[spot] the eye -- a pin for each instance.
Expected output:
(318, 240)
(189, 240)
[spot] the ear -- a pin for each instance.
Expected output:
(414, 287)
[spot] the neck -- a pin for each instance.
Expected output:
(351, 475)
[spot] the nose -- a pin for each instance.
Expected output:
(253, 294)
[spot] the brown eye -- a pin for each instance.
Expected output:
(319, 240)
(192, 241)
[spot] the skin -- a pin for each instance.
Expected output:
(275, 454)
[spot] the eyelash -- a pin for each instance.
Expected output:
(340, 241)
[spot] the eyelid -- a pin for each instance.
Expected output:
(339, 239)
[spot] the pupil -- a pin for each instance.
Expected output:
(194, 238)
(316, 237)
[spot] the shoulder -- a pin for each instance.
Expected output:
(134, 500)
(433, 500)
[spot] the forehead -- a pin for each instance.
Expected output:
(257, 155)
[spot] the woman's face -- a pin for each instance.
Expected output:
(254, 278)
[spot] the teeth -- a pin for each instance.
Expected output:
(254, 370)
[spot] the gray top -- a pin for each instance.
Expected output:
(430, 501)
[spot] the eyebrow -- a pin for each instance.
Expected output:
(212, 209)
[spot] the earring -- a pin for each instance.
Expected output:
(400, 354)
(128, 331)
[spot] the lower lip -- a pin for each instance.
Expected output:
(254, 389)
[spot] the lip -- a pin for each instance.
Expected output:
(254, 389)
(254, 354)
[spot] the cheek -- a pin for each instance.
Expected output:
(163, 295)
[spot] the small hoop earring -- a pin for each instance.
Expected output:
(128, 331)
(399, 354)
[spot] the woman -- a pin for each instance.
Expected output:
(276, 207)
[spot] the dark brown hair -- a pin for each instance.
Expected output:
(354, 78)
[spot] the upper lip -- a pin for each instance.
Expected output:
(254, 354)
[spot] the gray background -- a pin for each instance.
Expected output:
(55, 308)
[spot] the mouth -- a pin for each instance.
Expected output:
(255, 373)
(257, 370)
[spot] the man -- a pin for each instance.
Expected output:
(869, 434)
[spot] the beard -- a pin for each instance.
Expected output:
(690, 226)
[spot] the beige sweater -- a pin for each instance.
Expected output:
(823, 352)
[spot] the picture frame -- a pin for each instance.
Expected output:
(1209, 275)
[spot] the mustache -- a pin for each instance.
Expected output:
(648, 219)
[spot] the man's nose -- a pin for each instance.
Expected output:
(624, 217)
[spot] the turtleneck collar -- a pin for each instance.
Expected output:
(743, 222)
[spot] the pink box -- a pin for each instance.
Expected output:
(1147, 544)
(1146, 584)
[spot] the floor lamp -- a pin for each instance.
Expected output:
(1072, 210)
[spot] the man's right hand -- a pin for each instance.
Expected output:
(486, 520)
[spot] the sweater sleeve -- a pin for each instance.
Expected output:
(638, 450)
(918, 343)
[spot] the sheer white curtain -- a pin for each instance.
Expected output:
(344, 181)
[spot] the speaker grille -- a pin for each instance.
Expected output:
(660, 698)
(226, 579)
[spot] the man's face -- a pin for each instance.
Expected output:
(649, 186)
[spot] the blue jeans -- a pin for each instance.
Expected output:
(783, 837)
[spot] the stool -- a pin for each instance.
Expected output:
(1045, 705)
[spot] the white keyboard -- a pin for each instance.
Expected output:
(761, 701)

________________________________________

Short task: Rewrite all of the lines above as a JSON list of strings, one string per line, leaving out any blank lines.

Answer to the problem:
[
  "[spot] the eye -- a pin for each instance.",
  "Expected output:",
  "(318, 240)",
  "(189, 240)",
  "[spot] the ear -- a pin for each instance.",
  "Expected output:",
  "(414, 287)",
  "[spot] the neck -- a pin for each instance.",
  "Expected output:",
  "(351, 475)",
  "[spot] the nose -- a pin for each instance.",
  "Expected output:",
  "(253, 294)",
  "[spot] the brown eye -- a pin for each instance.",
  "Expected output:",
  "(319, 240)",
  "(192, 241)",
  "[spot] the skin -- a pin for each instance.",
  "Expected output:",
  "(275, 454)",
  "[spot] the eyelash -- a pin for each instance.",
  "Expected output:",
  "(340, 241)",
  "[spot] the eyelid -- a pin for each instance.",
  "Expected output:",
  "(339, 239)",
  "[spot] the pupil -- a pin for each instance.",
  "Expected output:",
  "(194, 238)",
  "(316, 237)",
  "[spot] the shoulder -- a pin for each instance.",
  "Expected output:",
  "(134, 500)",
  "(433, 500)",
  "[spot] the forehead -- a pin for each instance.",
  "Expected output:",
  "(257, 155)",
  "[spot] the woman's face -- a pin for each instance.",
  "Expected output:",
  "(254, 278)",
  "[spot] the teeth -- a pin for each instance.",
  "Expected output:",
  "(254, 370)",
  "[spot] the gray top -- a pin for each instance.",
  "Expected output:",
  "(430, 501)",
  "[spot] the eyebrow -- a pin for each instance.",
  "Expected output:",
  "(212, 209)",
  "[spot] the earring -- a pin for each instance.",
  "Expected output:",
  "(400, 354)",
  "(128, 331)",
  "[spot] the lower lip -- a pin for each instance.",
  "Expected output:",
  "(254, 389)",
  "[spot] the lip -- a pin for each instance.",
  "Expected output:",
  "(254, 389)",
  "(254, 354)",
  "[spot] the cheek -- a pin for each instance.",
  "Expected output:",
  "(163, 295)",
  "[spot] the small hoop earring -- a pin for each instance.",
  "Expected output:",
  "(128, 331)",
  "(399, 354)",
  "[spot] the woman -- a pin for each instance.",
  "Expected output:",
  "(276, 207)",
  "[spot] the dark brown hair -- a pin for each instance.",
  "Expected output:",
  "(354, 78)",
  "[spot] the upper lip -- a pin for each instance.",
  "Expected output:",
  "(254, 354)",
  "[spot] the gray background -- a pin for each instance.",
  "Expected output:",
  "(55, 308)",
  "[spot] the mouth -- a pin for each instance.",
  "Expected output:",
  "(255, 373)",
  "(257, 370)",
  "[spot] the man -- a pin for each instance.",
  "Expected output:",
  "(869, 434)",
  "[spot] the beard -- a pin for each instance.",
  "Expected output:",
  "(690, 226)",
  "[spot] the beige sweater -- a pin for each instance.",
  "Expected output:",
  "(823, 352)",
  "[spot] the picture frame -- a pin for each instance.",
  "Expected output:",
  "(1209, 275)",
  "[spot] the mustache -- a pin for each instance.",
  "Expected output:",
  "(648, 219)",
  "[spot] the man's nose -- a pin for each instance.",
  "Expected output:",
  "(624, 217)",
  "[spot] the turtleneck collar -- a pin for each instance.",
  "Expected output:",
  "(743, 222)",
  "[spot] the pink box -- a pin for each instance.",
  "Expected output:",
  "(1147, 544)",
  "(1146, 584)",
  "[spot] the floor lamp -- a pin for each instance.",
  "Expected output:",
  "(1072, 210)",
  "[spot] the man's right hand -- a pin for each instance.",
  "Expected output:",
  "(486, 520)",
  "[spot] the sweater sleeve -- a pin for each instance.",
  "Expected output:",
  "(638, 450)",
  "(918, 343)",
  "[spot] the sheer white curtain -- a pin for each instance.",
  "Expected output:",
  "(344, 181)",
  "[spot] the speaker grille -- a pin for each instance.",
  "Expected output:",
  "(660, 698)",
  "(226, 579)",
  "[spot] the man's face -- a pin for each instance.",
  "Expected output:",
  "(649, 186)",
  "[spot] the blue jeans -- a pin for each instance.",
  "Expected output:",
  "(783, 837)",
  "[spot] the stool -- a pin for each instance.",
  "Expected output:",
  "(1045, 705)",
  "[spot] the white keyboard -- a pin for each instance.",
  "Expected output:",
  "(761, 701)"
]